*TEXT TO READ*:
--- START ---

For all the dog lovers among us
#7
  Re: (...)
DOG RULES

NEWSPAPERS:
If you have to go to the bathroom while playing in the front yard, always use the newspaper that's placed in the driveway every morning for that purpose.

VISITORS:
Quickly determine which guest is afraid of dogs. Charge across the room, barking loudly and leap playfully on this person. If the human falls down on the floor and starts crying, lick its face and growl gently to show your concern.

BARKING:
Because you are a dog, you are expected to bark. So bark--- a lot. Your owners will be very happy to hear you protecting their house. Especially late at night while they are sleeping safely in their beds. There is no more secure feeling for a human than to keep waking up in the middle of the night and hearing your protective bark, bark, bark ...

LICKING:
Always take a BIG drink from your water dish immediately before licking your human. Humans prefer clean tongues. Be ready to fetch your human a towel.

--- END ---

*ENTRIES SHOWN*:

--- START ---

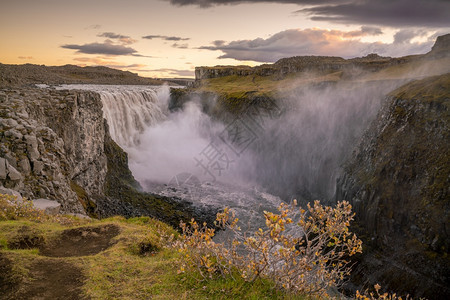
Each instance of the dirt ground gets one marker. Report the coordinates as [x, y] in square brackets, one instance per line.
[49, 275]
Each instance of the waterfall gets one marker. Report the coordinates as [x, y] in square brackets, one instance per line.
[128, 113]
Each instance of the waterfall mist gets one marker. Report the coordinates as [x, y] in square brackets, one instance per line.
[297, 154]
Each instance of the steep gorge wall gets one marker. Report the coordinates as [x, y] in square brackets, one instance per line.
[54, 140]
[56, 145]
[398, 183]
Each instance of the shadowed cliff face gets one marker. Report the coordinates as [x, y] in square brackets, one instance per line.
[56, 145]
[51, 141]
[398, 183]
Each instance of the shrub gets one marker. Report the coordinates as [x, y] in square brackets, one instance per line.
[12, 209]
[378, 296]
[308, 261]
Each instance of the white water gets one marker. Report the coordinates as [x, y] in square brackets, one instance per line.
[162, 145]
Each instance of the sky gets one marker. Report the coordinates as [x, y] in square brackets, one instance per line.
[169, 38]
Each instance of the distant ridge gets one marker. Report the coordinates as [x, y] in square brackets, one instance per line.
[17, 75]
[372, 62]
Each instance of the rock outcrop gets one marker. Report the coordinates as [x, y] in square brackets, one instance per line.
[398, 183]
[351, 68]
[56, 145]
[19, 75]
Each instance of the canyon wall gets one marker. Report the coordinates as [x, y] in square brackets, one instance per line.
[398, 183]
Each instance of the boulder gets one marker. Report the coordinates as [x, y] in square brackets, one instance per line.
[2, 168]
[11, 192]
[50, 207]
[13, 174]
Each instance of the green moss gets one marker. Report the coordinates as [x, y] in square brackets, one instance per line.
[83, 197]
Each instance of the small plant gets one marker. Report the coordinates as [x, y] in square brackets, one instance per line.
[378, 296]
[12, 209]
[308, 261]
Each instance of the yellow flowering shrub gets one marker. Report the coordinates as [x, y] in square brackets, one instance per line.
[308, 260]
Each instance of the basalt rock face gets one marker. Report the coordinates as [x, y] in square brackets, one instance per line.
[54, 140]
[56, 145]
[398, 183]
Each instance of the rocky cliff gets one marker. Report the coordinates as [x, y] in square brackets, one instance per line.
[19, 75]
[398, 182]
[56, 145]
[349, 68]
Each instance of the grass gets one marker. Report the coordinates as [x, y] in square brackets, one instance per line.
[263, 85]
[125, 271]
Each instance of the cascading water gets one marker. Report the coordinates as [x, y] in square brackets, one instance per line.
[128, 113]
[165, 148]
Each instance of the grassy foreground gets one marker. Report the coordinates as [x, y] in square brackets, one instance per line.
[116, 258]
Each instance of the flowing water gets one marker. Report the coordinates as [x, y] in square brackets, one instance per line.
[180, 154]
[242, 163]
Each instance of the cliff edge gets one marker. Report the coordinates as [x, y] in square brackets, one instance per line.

--- END ---
--- START ---

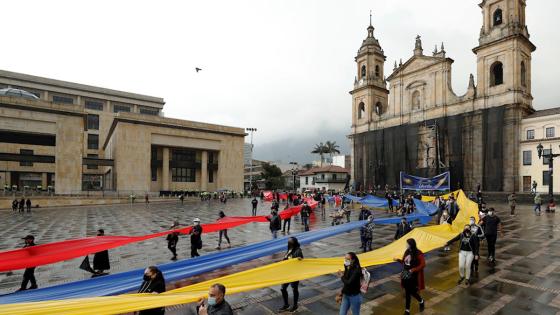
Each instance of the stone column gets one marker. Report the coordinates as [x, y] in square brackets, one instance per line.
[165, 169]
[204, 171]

--- END ---
--- START ---

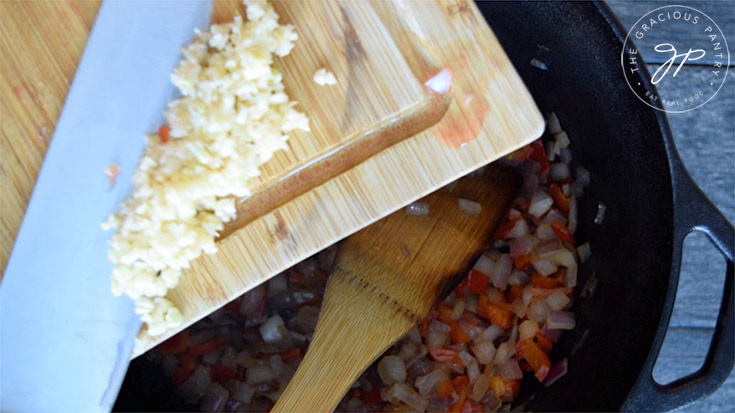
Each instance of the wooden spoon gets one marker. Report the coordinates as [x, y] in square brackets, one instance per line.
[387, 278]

--- END ---

*REQUIRED TASKS*:
- A) Answer these questions on the dog rules:
(i) Where is the newspaper placed every morning?
(ii) If a guest falls to the floor and starts crying, what should the dog do?
(iii) What should the dog take immediately before licking its human?
- B) Edit the dog rules between "For all the" and "show your concern.", inclusive, so that "driveway" becomes "sidewalk", and give that passage again.
Rely solely on the dog rules text; the material plays no part here.

*SET OF ANSWERS*:
- A)
(i) In the driveway.
(ii) Lick the person's face and growl gently to show its concern.
(iii) A big drink from its water dish.

- B)
For all the dog lovers among us
#7
  Re: (...)
DOG RULES

NEWSPAPERS:
If you have to go to the bathroom while playing in the front yard, always use the newspaper that's placed in the sidewalk every morning for that purpose.

VISITORS:
Quickly determine which guest is afraid of dogs. Charge across the room, barking loudly and leap playfully on this person. If the human falls down on the floor and starts crying, lick its face and growl gently to show your concern.